#### ACTIVITIES:
a: Substitute "bell-shaped" for "non-monotonic" in the ATG101 modeling text, and give the passage starting at "Results The model" and ending at "weeks (figure 4)." with that change.
b: Carry on the ATG101 modeling text past its last sentence.

#### SOURCE DOCUMENT:

Model structure A single-compartment in vitro model and a three-compartment in vivo model were built (figure 1). The bispecific molecules could first bind to either 4-1BB or PD-L1 and then crosslink the other receptor to form a trimer.Parameter estimation: The model’s binding parameters were calibrated to experimental in vitro data (figure 2). Two crosslinking rates were carried forward to model predictions to capture uncertainty in its value. Other model parameters were estimated from the literature.Model validation: The model was validated by comparing model simulations to data from two in vitro assays (figure 3).In vivo predictions: Simulations of ATG101 in human solid tumor patients were performed using the calibrated binding parameters and standard antibody pharmacokinetic parameters. Simulations varied the crosslinking rate and number of PD-L1 receptors per tumor cell to capture important sources of uncertainty and variability. Single IV bolus doses ranging from 0.001 to 30 mg/kg were simulated.
Results The model predicts trimer formation exhibits a non-monotonic dose response and that doses between 0.3 and 3 mg/kg maximize trimer formation. Simulations predict that ATG101 can sustain greater than 80% and 70% trimer formation and 90% and 95% PD-L1 occupancy in the tumor at a dose of 2 mg/kg and 3 mg/kg, respectively, once every three weeks (figure 4).

#### PROVIDED DATA:
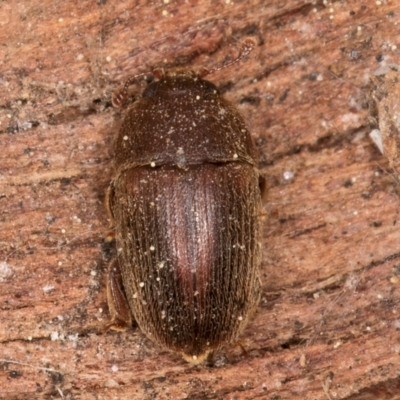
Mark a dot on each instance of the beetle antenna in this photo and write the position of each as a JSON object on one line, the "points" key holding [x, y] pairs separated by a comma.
{"points": [[119, 97], [247, 46]]}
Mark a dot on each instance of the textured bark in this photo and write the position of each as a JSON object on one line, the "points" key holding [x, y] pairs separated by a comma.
{"points": [[328, 323]]}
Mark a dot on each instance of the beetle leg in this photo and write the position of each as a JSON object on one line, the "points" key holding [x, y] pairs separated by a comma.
{"points": [[121, 318]]}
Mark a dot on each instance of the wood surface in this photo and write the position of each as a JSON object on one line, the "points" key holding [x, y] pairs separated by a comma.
{"points": [[328, 324]]}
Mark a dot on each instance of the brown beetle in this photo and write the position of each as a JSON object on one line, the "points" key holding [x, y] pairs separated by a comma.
{"points": [[185, 205]]}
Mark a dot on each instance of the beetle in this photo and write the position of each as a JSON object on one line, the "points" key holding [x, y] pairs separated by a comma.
{"points": [[184, 204]]}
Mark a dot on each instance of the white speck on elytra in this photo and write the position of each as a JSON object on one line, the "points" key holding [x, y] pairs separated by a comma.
{"points": [[5, 270]]}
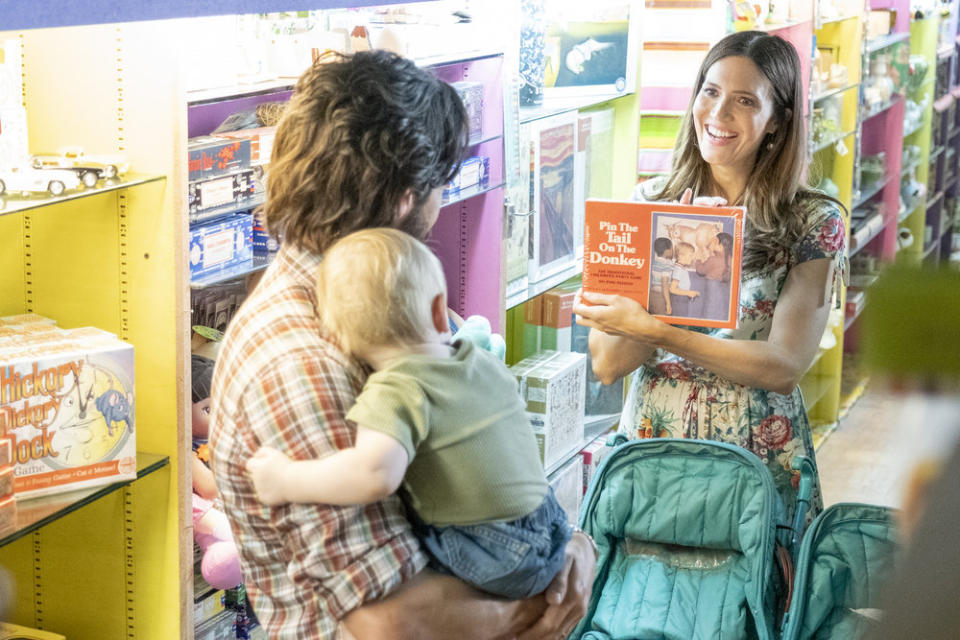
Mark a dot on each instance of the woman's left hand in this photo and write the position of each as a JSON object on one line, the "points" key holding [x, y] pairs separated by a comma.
{"points": [[616, 315]]}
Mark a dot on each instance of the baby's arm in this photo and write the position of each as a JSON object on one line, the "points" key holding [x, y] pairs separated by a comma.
{"points": [[369, 471], [677, 291]]}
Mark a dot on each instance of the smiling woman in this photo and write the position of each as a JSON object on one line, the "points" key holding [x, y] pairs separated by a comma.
{"points": [[741, 142]]}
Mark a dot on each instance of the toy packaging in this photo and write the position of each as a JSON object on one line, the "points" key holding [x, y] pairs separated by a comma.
{"points": [[67, 407], [221, 244], [211, 157], [551, 385], [474, 172], [472, 95], [567, 485]]}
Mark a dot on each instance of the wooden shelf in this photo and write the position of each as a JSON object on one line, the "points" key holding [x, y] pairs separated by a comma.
{"points": [[37, 512], [14, 204]]}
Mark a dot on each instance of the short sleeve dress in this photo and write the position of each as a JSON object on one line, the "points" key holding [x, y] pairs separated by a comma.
{"points": [[672, 398]]}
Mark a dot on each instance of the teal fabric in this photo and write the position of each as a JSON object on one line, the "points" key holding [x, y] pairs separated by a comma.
{"points": [[845, 559], [685, 530]]}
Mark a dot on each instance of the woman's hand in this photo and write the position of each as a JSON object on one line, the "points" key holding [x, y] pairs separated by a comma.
{"points": [[702, 201], [617, 316]]}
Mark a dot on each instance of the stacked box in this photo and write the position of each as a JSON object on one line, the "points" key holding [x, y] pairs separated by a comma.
{"points": [[567, 485], [66, 407], [212, 157], [221, 244], [472, 95], [592, 455], [260, 139], [551, 385]]}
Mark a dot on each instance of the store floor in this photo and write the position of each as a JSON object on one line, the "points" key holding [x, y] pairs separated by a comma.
{"points": [[859, 461]]}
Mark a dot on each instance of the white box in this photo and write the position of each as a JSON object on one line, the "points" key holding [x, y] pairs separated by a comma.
{"points": [[552, 386], [567, 483]]}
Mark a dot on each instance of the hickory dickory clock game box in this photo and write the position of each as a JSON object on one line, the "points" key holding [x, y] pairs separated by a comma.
{"points": [[66, 406]]}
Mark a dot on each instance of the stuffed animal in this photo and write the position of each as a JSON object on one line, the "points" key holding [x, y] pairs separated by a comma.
{"points": [[220, 563], [477, 330]]}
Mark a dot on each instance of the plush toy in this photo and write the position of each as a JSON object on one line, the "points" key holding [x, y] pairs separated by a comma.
{"points": [[477, 330], [220, 564]]}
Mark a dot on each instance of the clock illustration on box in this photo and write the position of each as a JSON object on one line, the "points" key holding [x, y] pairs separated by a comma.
{"points": [[95, 417]]}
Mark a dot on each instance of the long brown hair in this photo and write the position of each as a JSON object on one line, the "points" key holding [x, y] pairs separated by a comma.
{"points": [[774, 191], [359, 134]]}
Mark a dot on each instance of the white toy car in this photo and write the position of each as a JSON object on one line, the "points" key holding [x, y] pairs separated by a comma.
{"points": [[54, 181], [89, 168]]}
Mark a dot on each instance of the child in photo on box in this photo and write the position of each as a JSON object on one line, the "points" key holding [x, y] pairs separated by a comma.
{"points": [[445, 419], [682, 294], [716, 270], [660, 274]]}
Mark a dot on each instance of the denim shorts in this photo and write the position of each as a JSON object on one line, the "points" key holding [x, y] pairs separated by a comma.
{"points": [[515, 559]]}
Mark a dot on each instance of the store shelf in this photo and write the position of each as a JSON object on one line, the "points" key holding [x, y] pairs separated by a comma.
{"points": [[814, 388], [470, 192], [14, 204], [847, 323], [829, 143], [870, 192], [37, 512], [239, 90], [882, 108], [257, 263], [832, 92], [553, 106], [247, 204], [590, 433], [536, 288], [887, 41], [860, 245]]}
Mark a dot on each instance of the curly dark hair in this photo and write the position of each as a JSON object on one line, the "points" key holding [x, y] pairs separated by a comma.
{"points": [[359, 134]]}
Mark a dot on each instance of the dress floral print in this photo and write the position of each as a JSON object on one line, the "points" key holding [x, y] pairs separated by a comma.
{"points": [[672, 398]]}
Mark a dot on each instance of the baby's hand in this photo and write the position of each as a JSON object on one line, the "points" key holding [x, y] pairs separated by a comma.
{"points": [[267, 471]]}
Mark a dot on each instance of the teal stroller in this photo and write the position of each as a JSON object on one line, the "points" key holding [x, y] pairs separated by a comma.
{"points": [[689, 534]]}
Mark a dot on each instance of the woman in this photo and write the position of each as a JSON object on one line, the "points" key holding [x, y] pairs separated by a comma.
{"points": [[742, 142]]}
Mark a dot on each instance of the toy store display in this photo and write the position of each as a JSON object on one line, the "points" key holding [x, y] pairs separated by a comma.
{"points": [[552, 386], [220, 244], [66, 405]]}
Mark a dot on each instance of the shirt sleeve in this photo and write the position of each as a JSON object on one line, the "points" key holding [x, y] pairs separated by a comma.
{"points": [[393, 404]]}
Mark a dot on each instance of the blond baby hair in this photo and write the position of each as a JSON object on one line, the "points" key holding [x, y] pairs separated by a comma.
{"points": [[375, 287]]}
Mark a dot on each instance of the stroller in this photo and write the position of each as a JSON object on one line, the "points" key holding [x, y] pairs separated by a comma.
{"points": [[690, 533]]}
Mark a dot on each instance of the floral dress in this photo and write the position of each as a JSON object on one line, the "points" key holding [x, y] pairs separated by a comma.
{"points": [[673, 398]]}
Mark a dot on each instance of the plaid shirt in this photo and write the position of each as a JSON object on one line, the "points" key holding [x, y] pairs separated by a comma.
{"points": [[278, 382]]}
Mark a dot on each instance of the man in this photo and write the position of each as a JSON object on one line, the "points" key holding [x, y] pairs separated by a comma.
{"points": [[366, 141]]}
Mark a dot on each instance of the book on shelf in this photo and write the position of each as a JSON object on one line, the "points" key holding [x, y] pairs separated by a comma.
{"points": [[681, 262]]}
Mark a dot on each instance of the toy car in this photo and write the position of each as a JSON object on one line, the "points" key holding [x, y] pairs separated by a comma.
{"points": [[54, 181], [89, 168]]}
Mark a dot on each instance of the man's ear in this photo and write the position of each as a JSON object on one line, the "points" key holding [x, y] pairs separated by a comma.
{"points": [[438, 312], [405, 206]]}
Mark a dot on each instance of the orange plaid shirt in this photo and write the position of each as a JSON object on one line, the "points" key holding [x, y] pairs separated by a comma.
{"points": [[279, 383]]}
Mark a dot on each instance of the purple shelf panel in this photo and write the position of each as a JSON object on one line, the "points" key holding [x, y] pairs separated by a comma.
{"points": [[204, 118]]}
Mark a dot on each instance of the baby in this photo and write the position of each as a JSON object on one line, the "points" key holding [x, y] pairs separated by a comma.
{"points": [[444, 419]]}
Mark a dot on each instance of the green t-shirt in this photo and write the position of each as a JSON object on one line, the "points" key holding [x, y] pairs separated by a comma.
{"points": [[473, 455]]}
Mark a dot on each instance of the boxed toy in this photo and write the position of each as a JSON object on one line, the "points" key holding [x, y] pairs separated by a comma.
{"points": [[220, 195], [472, 95], [220, 244], [16, 632], [261, 142], [551, 385], [474, 172], [592, 455], [567, 485], [211, 157], [68, 408]]}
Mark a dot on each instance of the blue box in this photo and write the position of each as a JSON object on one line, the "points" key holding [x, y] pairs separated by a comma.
{"points": [[221, 244]]}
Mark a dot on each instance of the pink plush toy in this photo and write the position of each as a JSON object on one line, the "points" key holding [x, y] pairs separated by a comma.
{"points": [[220, 564]]}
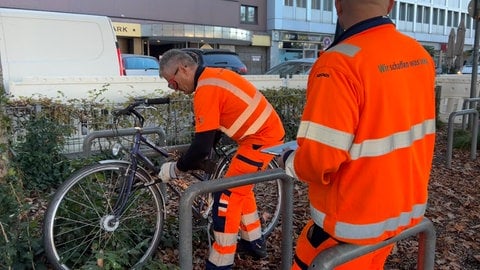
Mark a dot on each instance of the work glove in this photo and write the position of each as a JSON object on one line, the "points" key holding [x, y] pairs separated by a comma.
{"points": [[283, 157], [167, 171]]}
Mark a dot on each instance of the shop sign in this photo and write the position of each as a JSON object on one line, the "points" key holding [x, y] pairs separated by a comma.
{"points": [[301, 37], [127, 29]]}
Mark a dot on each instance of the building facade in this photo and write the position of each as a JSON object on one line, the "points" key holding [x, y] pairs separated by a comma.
{"points": [[263, 32]]}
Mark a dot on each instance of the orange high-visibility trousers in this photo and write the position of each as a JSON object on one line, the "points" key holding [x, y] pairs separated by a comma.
{"points": [[235, 209], [313, 240]]}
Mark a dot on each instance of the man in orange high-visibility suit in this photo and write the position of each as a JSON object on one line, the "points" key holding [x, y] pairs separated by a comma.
{"points": [[366, 137], [225, 101]]}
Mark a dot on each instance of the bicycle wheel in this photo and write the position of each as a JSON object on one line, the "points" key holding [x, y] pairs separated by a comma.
{"points": [[268, 194], [80, 230]]}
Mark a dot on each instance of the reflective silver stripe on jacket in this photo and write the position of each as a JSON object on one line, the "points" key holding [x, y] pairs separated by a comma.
{"points": [[346, 49], [369, 148], [372, 230], [252, 104]]}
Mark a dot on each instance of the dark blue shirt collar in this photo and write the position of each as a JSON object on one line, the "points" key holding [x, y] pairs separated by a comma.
{"points": [[360, 27]]}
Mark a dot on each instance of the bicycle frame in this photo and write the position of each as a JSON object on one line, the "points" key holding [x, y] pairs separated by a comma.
{"points": [[136, 155]]}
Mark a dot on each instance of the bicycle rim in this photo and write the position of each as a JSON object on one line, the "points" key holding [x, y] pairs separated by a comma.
{"points": [[79, 228]]}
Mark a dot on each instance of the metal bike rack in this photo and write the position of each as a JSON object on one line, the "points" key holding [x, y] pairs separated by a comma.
{"points": [[473, 144], [467, 104], [186, 201], [343, 253]]}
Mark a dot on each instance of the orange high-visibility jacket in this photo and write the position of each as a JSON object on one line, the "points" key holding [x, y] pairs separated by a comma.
{"points": [[367, 134], [228, 102]]}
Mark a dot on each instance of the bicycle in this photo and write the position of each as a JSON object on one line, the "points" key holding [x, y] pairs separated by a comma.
{"points": [[118, 206]]}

#### ANSWERS BY ITEM NUMBER:
a:
Results The model predicts trimer formation exhibits a bell-shaped dose response and that doses between 0.3 and 3 mg/kg maximize trimer formation. Simulations predict that ATG101 can sustain greater than 80% and 70% trimer formation and 90% and 95% PD-L1 occupancy in the tumor at a dose of 2 mg/kg and 3 mg/kg, respectively, once every three weeks (figure 4).

b:
Model structure diagram for (A) the one-compartment in vitro model and (B) the three-compartment in vivo model
Comparison of in vitro model simulations to data used for calibration. The 4-1BB and PD-L1 monovalent binding affinities were calibrated to (A) 4-1BB expressing 293T cell binding data and (B) PD-L1-expressing CHO cell data. The crosslinking rate was calibrated to luciferase assays measuring NFκB signaling via 4-1BB crosslinking. In these assays, 4-1BB-expressing 293T cells were incubated with ATG101 and either (C) unstimulated or IFNγ-stimulated PD-L1-expressing MC38 cells or (D) PD-L1-expressing CHO cells
Comparison of in vitro model simulations to data used for model validation. Lines show simulations, and points show data. (A) PD-1:PD-L1 blockade assay. Reduction in PD-1 binding to PD-L1 at various concentrations of ATG101 was measured on hPD-L1-expressing CHO cells via flow cytometry. (B) IL-2 release assay. PBMCs were activated with staphylococcal enterotoxin A and incubated with ATG101.
Trimer formation versus PD-L1 RO at day 21 following a single dose, predicted for different PD-L1 expression levels and crosslinking strengths. Each point represents a dose, with the color indicating the dose level. Panels show predictions for different numbers of PD-L1 receptors per tumor cell (columns) and crosslinking strengths (rows). The x axis indicates the PD-L1 RO at day 21, and the y axis indicates the average number of trimers per T-cell over the 21-day interval following the dose.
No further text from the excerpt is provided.